§ **Required task 1**
From the power supply text, quote the passage that opens with the words containing "Soaking - you" and closes with "to disassemble it.".
§ **Required task 2**
In the power supply text, what resistance does resistor R6 at the source of transistor VT1 have?
§ **Required task 3**
Carry on the power supply text, picking up right after its final sentence.

§ **Quoted text**
= = = = =

Resistor R1 provides the initial supply voltage to the microcircuit; after startup, it is powered from the additional winding of the transformer. We look at pins 4 and 8 of the microcircuit - resistor R3 and capacitor C5 set the frequency at the output of the microcircuit (pin 6) to approximately 110 kHz, which is what we calculate the transformer for. Zener diode VD4 protects the load from overvoltage in the event of an OS (Feedback) malfunction.

At the source of power transistor VT1 there is a resistor R6 with a resistance of 2.2 Ohms - I’ll tell you about it later.

I’ll also tell you about the RCD clamp chain (R7 C13 VD3) later.

And now the signet.

The file in the Sprint Layout program format can be downloaded at the end of the article. Open the required file using the Sprint Layout 5.0 program, after opening you can print a printed circuit board to repeat the design. A little tip: When you hover your mouse over the parts, their denominations will pop up. Board size 70mm by 45mm.

The calculation of the transformer was carried out by the program of the respected Old Man (Starichok51), namely Vladimir Denisenko, his programs are on the forum. I would like to thank Vladimir for his enormous help in writing the article! Link to topic Programs for calculating transformers and chokes For further work we will need the Flyback from the first page of the topic, so download it. Screenshot of transformer calculation

Transformer - EE19 core (many ATX blocks have such cores, you need to disassemble and rewind it).

There are several methods for disassembling a transformer:

Boiling - we put the transformer in the kettle and boil it, take it out, try to disassemble it, if the core does not come unglued yet, then we repeat the procedure. It is necessary to soften the glue that glues the core halves together. When unsticking, we are not in a hurry - if it does not give in, then you should not pick too much, since the ferrite is very fragile.

Soaking - you need to lower the core into a container and fill it with acetone, preferably an airtight container, so that there is less odor. All you have to do is wait - it’s better to leave it overnight to ensure it unsticks.

Microwave - some people disassemble the transformer by putting it in the microwave and turning it on for a few seconds to warm it up (it is advisable to have a glass of water nearby), then pull it out and try to disassemble it.

P/s I would not recommend the method of disassembling a transformer using a microwave; there is a possibility of burning it. Although this method is also described on the Internet and they write that there are no problems. I indicated it here so that the collection is complete.

= = = = =

§ **Available data**

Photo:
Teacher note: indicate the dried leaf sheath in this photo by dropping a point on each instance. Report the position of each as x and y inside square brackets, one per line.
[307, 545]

= = = = =

§ **Response 1**
Soaking - you need to lower the core into a container and fill it with acetone, preferably an airtight container, so that there is less odor. All you have to do is wait - it’s better to leave it overnight to ensure it unsticks.

Microwave - some people disassemble the transformer by putting it in the microwave and turning it on for a few seconds to warm it up (it is advisable to have a glass of water nearby), then pull it out and try to disassemble it.

§ **Response 2**
2.2 Ohms.

§ **Response 3**
The transformer has been disassembled, now it needs to be wound to meet the necessary needs. To do this, we take a program for calculating a transformer for a flyback SMPS, called Flyback - a link to the topic where you can download it, see above.

In the program you need to select the required core and indicate

minimum and maximum voltage in the network.

Conversion frequency - I indicated 110 kHz (set by resistor R3 and capacitor C5), Reflected voltage - you can leave it at 125 volts

Maximum permissible voltage on the switch - look at the datasheet for the existing transistor, Vdss

Channel resistance Rd s( on) - look at the datasheet for the existing transistor, value Rd s( on)

Current density - I set it to 5A/mm2 (this value depends on the cooling conditions and the size of the core. With natural cooling, you should choose 4-6A/mm2. If there is artificial ventilation, then you can set it higher, up to 8-10A/mm2. It should be taken into account that for small cores you can set the current density higher, and for large ones - lower. Depends on the cooling conditions of the windings, in large cores the cooling conditions are worse, so the current density must be selected lower).

Current continuity – it is better to set it equal to 0, this corresponds to the breaking current.

Diameter of the primary winding wire – if you check the “Use wire diameters” checkbox, then the program will rely on this value when calculating. At first, it is better not to check this box so that the program itself recommends the wire diameter. And then you can select suitable diameters from the available wires instead of the recommended ones.

Secondary windings

We indicate the required voltage, current, and voltage drop across the diode.

In my case:

output power winding 12 volts, 1 ampere, 0.8 volts

microcircuit power winding 15 volts, 0.01 ampere, 0.8 volts

When we click the Calculate , the program gives us the following data:

Primary winding - 136 turns of 0.18 mm wire, one core,

Secondary winding - 14 turns with 0.35 mm wire, three wires (wound with three wires of the specified diameter at once)

The power winding of the microcircuit is 18 turns of 0.07 mm wire in one core

The diameter of the wire can be chosen a little larger - the main thing is that when winding all the windings fit into the window of the core. The program shows Window fill factor , with a value of up to 0.3 the wire should fit into the window, but it all depends on how you wind the transformer. The coils must be laid tightly, coil to coil. If you wind it not very carefully, the wire may not fit, so this is just a practice...

To keep the leakage inductance as low as possible, which you will then have to deal with using an RCD clamp, you need to wind the transformer like this: half the primary, the secondary, the power winding of the microcircuit, the second half of the primary. Don't forget about interlayer insulation. After winding, you need to set the core gap (If the core has a gap along the central core, then the gap is needed at least 0.3 mm - the screenshot indicates, if there is no gap in the central core, then you need to set the gap to 0.15 mm at the outer cores). The most ideal solution when selecting a gap is to measure the inductance of the primary, and adjust the required inductance value using the gap. We do not confuse the beginnings and ends of the windings (marked with dots); to do this, you need to wind all the windings in one direction.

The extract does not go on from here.